Curiously, the UK and Norway were both advised to adopt a centralised framework by Oxford University's Big Data Institute. The consultancy pushed for a centralised model because, like most epidemiological modellers, it failed to consider that humans were involved in the process and many wouldn't want to install an app that potentially violates their privacy, even if it's the first-best from an epidemiological data mining point of view.
But when decisions are made for politics rather than profit, what works is a secondary consideration. You see, UK politicians wanted glory:
They believed it [a centralised app] could gather the information it had collected on contacts into a protected data store, with the potential to be de-anonymized so people could be alerted if they had come in contact with someone who presented coronavirus symptoms or had received a positive test result.
The centralized approach would allow much more data analysis than decentralized models, which give users exposure notifications but don’t allow officials nearly so much access to data.
Ministers were focused on rolling out a “world-beating” app, rather than just a successful one, so that they could claim victory on the world stage. The momentum toward a centralized system became unstoppable—and the challenges of building one were largely brushed aside.
It's not the first Big Data modelling stuff-up during this pandemic, either. The International Institute of Forecasters (IIF) has compiled a long summary of where it all went wrong, including poor data input, incorrect modelling assumptions, high sensitivity of estimates, failure to incorporate epidemiological features (e.g. humans), assuming benefits of available interventions without evidence, a lack of transparency, lack of modelling expertise, group-think and bandwagon effects, selective reporting and looking at only one or a few dimensions of the problem at hand.
....
### Tasks
**a)** List every country and every organization that the text about contact-tracing apps names.
**b)** Duplicate the text about contact-tracing apps word for word, from "Ministers were focused" up to and including "problem at hand.".
....
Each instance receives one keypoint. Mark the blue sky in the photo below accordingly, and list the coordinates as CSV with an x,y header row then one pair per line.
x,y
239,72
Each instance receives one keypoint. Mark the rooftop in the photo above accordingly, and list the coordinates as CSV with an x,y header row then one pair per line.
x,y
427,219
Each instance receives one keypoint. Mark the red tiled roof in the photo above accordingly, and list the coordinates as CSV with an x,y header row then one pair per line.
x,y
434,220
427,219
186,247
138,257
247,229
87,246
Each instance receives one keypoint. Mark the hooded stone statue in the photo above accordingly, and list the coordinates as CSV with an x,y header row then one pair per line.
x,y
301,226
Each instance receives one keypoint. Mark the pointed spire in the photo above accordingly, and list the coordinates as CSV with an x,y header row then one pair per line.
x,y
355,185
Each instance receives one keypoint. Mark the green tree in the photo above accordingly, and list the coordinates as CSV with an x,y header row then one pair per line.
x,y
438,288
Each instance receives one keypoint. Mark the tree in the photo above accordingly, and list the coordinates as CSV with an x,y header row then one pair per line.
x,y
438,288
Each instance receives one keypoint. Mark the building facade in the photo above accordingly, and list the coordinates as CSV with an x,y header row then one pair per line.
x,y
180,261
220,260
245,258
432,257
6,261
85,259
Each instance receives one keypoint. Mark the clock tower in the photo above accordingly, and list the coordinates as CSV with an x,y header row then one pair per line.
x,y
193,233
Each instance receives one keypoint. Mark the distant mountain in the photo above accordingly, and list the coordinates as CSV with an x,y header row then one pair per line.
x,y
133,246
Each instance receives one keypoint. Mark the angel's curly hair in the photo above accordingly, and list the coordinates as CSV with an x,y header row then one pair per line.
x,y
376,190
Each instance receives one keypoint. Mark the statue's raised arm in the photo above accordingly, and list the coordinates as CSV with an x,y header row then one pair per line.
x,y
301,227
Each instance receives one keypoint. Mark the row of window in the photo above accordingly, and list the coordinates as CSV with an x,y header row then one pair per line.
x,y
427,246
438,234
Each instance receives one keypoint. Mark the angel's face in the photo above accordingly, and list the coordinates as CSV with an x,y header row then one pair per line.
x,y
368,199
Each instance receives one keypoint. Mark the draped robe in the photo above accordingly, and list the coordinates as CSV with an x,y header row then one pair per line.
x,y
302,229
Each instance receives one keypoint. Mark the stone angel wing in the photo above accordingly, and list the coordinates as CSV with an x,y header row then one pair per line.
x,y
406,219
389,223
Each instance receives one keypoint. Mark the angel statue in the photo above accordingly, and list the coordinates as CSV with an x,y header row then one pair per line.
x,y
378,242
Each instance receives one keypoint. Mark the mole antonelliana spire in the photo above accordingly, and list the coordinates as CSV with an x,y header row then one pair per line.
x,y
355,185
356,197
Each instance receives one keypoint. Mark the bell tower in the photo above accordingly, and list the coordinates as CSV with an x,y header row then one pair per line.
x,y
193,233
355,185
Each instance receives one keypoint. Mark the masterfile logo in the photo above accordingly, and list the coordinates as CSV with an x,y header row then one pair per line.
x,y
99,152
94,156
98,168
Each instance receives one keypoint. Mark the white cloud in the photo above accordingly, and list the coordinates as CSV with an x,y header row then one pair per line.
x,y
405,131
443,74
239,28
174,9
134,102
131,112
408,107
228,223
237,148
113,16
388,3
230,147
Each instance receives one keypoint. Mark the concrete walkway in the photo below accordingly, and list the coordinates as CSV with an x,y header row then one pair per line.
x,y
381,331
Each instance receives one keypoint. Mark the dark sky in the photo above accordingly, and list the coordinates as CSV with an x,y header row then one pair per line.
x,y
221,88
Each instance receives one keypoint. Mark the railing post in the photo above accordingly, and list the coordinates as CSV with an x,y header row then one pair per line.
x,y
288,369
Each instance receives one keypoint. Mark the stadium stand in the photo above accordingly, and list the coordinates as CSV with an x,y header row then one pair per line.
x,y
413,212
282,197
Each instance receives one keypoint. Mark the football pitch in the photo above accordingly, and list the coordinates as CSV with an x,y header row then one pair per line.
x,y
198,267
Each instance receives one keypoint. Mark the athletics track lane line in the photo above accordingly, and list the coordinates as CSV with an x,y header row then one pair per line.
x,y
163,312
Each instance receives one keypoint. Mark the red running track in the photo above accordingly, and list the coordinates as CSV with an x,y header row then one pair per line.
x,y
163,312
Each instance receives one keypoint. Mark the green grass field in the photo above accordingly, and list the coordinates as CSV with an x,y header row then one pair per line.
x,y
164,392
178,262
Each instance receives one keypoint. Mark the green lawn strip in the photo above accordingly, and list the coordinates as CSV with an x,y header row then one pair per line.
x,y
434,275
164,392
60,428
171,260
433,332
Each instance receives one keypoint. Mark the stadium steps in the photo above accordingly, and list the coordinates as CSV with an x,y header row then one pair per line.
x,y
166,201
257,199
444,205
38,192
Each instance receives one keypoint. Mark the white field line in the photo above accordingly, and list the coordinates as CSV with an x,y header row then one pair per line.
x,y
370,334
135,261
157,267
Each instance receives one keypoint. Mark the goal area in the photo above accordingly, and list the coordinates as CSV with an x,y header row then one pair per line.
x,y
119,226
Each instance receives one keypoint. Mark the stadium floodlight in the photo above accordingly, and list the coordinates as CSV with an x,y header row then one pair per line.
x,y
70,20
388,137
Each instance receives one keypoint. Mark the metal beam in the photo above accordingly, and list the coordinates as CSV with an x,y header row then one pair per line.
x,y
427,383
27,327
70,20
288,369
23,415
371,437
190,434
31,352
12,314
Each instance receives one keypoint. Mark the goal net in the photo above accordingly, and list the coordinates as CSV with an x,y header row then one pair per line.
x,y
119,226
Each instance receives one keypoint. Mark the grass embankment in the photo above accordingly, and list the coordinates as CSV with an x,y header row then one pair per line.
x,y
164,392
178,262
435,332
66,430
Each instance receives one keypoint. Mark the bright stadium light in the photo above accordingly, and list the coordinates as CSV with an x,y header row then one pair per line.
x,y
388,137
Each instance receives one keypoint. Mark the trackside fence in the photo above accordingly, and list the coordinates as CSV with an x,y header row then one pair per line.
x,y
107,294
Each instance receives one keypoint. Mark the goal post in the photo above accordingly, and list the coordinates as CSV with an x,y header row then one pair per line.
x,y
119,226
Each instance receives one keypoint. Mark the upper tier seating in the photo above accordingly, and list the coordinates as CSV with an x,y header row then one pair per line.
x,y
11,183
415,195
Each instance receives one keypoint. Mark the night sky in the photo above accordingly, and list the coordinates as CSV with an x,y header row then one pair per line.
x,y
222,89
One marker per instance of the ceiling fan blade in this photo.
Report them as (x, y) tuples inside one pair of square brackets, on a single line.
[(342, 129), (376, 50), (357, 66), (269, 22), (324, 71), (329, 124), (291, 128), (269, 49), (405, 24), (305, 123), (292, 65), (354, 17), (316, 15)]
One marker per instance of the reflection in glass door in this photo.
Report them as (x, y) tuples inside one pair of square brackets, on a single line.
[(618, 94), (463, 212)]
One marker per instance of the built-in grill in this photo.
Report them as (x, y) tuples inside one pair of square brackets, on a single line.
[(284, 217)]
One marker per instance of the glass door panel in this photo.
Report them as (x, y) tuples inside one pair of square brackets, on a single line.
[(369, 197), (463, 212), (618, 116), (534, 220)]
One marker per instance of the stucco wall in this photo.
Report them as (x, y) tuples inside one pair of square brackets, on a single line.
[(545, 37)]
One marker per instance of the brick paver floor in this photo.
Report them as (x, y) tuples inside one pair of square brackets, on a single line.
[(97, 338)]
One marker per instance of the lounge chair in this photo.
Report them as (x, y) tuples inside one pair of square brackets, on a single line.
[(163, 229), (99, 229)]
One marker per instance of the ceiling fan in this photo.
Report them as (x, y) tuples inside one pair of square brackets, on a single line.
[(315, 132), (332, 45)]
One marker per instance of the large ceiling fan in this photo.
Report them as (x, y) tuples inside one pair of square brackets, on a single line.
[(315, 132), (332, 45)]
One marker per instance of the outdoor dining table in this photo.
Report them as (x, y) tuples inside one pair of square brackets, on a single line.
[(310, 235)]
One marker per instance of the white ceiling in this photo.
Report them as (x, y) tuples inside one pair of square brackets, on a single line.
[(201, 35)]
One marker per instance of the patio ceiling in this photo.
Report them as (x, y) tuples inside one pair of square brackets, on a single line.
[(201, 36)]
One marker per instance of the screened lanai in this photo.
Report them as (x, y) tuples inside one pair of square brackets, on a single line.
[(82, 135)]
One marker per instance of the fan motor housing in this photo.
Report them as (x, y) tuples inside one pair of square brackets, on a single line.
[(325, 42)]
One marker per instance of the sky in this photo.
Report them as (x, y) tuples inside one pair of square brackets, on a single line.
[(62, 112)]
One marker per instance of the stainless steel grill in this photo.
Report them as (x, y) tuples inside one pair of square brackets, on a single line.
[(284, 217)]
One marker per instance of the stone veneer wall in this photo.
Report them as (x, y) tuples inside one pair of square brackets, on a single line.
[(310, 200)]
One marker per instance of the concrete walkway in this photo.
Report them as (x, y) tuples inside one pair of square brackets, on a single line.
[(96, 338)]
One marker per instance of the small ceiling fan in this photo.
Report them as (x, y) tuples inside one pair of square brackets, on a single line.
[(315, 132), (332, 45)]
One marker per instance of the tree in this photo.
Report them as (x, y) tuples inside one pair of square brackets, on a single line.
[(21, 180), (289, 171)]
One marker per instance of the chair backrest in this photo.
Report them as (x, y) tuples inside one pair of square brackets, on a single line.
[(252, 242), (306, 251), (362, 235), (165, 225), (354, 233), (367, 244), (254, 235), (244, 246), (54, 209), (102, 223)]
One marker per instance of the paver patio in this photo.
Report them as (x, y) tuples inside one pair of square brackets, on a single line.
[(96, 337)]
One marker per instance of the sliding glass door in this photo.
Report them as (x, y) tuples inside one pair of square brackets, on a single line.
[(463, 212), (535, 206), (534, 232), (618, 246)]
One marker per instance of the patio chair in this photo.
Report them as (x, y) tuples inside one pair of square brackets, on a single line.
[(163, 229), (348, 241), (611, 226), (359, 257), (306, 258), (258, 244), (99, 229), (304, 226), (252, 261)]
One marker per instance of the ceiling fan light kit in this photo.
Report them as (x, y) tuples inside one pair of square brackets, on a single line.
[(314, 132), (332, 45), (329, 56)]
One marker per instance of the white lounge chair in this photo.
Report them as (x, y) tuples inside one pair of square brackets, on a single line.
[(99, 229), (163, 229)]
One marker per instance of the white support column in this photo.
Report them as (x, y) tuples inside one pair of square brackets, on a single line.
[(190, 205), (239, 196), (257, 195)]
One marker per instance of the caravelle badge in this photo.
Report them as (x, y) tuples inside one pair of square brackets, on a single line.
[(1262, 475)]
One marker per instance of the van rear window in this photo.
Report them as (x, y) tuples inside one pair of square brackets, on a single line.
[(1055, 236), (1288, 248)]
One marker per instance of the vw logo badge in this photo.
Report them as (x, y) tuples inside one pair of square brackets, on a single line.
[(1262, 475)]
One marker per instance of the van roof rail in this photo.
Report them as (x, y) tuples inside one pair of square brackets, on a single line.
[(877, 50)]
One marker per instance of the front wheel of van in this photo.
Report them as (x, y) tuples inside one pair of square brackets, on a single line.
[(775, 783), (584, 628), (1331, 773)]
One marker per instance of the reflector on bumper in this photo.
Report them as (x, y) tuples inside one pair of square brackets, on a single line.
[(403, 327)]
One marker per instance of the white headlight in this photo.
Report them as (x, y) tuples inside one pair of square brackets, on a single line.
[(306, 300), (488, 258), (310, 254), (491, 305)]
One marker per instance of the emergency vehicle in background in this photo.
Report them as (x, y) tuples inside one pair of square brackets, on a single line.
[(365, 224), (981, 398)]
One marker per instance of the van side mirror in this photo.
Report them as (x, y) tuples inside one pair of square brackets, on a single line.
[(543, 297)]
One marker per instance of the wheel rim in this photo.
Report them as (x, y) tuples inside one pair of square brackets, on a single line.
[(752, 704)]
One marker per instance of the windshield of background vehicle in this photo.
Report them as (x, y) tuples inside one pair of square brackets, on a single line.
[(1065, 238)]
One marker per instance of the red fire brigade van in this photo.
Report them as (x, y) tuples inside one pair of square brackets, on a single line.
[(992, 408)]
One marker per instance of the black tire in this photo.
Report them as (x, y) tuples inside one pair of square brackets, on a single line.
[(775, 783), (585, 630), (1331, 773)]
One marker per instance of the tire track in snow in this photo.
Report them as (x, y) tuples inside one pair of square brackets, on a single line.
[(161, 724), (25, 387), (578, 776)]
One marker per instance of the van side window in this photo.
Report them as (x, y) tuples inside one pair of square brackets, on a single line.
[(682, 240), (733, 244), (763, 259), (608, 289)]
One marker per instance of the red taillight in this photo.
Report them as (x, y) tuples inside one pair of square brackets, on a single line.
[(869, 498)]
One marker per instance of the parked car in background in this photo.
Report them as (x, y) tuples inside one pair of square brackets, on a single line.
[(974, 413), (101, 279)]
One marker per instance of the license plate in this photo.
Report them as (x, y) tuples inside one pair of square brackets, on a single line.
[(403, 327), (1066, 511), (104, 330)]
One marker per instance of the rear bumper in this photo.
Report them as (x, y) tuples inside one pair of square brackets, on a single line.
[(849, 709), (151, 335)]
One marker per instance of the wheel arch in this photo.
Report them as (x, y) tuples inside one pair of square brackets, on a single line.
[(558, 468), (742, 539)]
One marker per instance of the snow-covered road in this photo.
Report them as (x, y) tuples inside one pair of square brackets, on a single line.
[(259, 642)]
....
### Results for the exercise
**a)**
- The UK
- Norway
- Oxford University's Big Data Institute
- The International Institute of Forecasters (IIF)

**b)**
Ministers were focused on rolling out a “world-beating” app, rather than just a successful one, so that they could claim victory on the world stage. The momentum toward a centralized system became unstoppable—and the challenges of building one were largely brushed aside.
It's not the first Big Data modelling stuff-up during this pandemic, either. The International Institute of Forecasters (IIF) has compiled a long summary of where it all went wrong, including poor data input, incorrect modelling assumptions, high sensitivity of estimates, failure to incorporate epidemiological features (e.g. humans), assuming benefits of available interventions without evidence, a lack of transparency, lack of modelling expertise, group-think and bandwagon effects, selective reporting and looking at only one or a few dimensions of the problem at hand.